Selected passage ::
As livestock are a carbon-neutral source of methane, you can fix the problem by attaching little burners to the backsides of the animals.
If you include a turbine and a wire with the burner, you can generate electricity.
You can even call it wind power...
OK, to get serious, the manner in which cattle are raised can dramatically reduce their emissions. Grass-fed cattle fart less than corn-fed cattle.
Factory frams utilize corn-based feed because the density and intensity of their operations makes it impossible to provide sufficient grass to form the basis of their diet. These operations are also much worse polluters in other area, for the same reason. For example, the volume of manure produced by the number of cattle that can be supported by 10 acres of grassland can be easily composted into 10 acres of soil, while a high-density feed lot will produce much more manure than the land area it occupies can possibly incorporate through natural processes. So the manure ends up polluting nearby water bodies.
I think we just need to make sure that all passenger bovines starting with the 2009 model year be fitted with catalytic converters.
In the 'lies, damned lies, and statistics' department, am I correct in reading that the '21 times' figure means that a kilo of methane is 21 times 'worse' than a kilo of CO2, not that current levels of methane emission cause 21 times more damage than current levels of CO2 emission, right?

Material provided ::
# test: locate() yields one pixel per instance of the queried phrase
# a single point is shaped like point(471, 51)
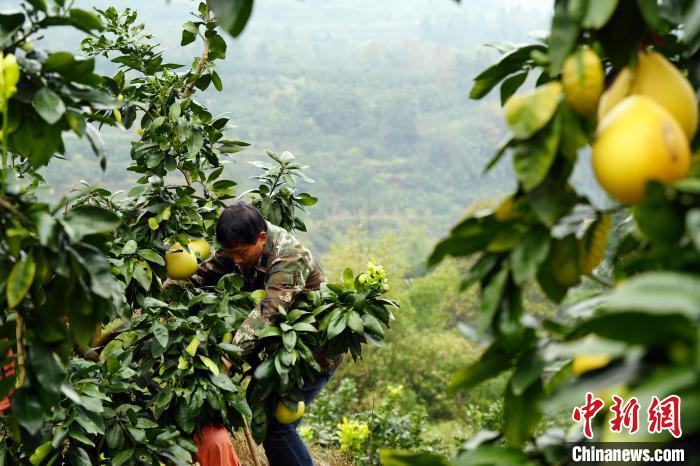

Task to complete :: What might come next in the comment thread above about cattle and methane emissions? Continue it from its final sentence.

Result of the exercise ::
'unlikely to
"...result in a 'fart-tax' with civil servants chasing cows round with breathalyzer style methane measurers" '
The new Ministry will be under (but not too closely under) Flattus Breakwind, Lord Foulbottom.
This is indeed part of it. The other is that corn fed beef is more tender and fatty than grass fed beef of the same age, both of which are traits that studies show consumers prefer over the more pronounced taste and toughness of grass fed beef.
This is true, but I think it is due to poor biomass management on the part of the feedlot owner and local farmers combined(most US feedlots are located in the midwest, convienently enough the same place that the corn and soy that is fed to the cows is grown). Farmers have waste crop residues (corn husks, stalk, etc) that could be used to compost the manure which could then be used by the farmer to support his tillage and prevent soil exhaustion. It may not be nitrogen rich enough to preclude additional fertilizer, but it would be advantageous to both the feedlot and farmer to participate in the endevour.
As a side note, if cattle are fed GM corn can they be exported to the EU?
Seeing as this planet has been covered with farting animals for millions of years, I find it very had to believe that people believe that the weather is now, and only now, being affected by animal farts, and that therefor we need to do something about it.
Another reason to move livestock to alternative foodsources is that the current staple, corn, is being used in ever greater amounts to generate ethanol. How ironic (or at least convenient) would it be, if the mad rush to corn-based ethanol forced farmers and ranchers to feed their livestock something else, which was better suited to their digestive tracts, reducing flatulence and increasing nutrition at the same time...? Now that's an unintended consequence I could ... er ... get behind???
Grass fed beef tastes like shoe leather, corn fed beef tastes like orgasms.
Grass-fed beef commands higher prices.
Go to any grocery store that stocks regular and grass-fed beef, and compare the prices.
"For example, the volume of manure produced by the number of cattle that can be supported by 10 acres of grassland can be easily composted into 10 acres of soil ..."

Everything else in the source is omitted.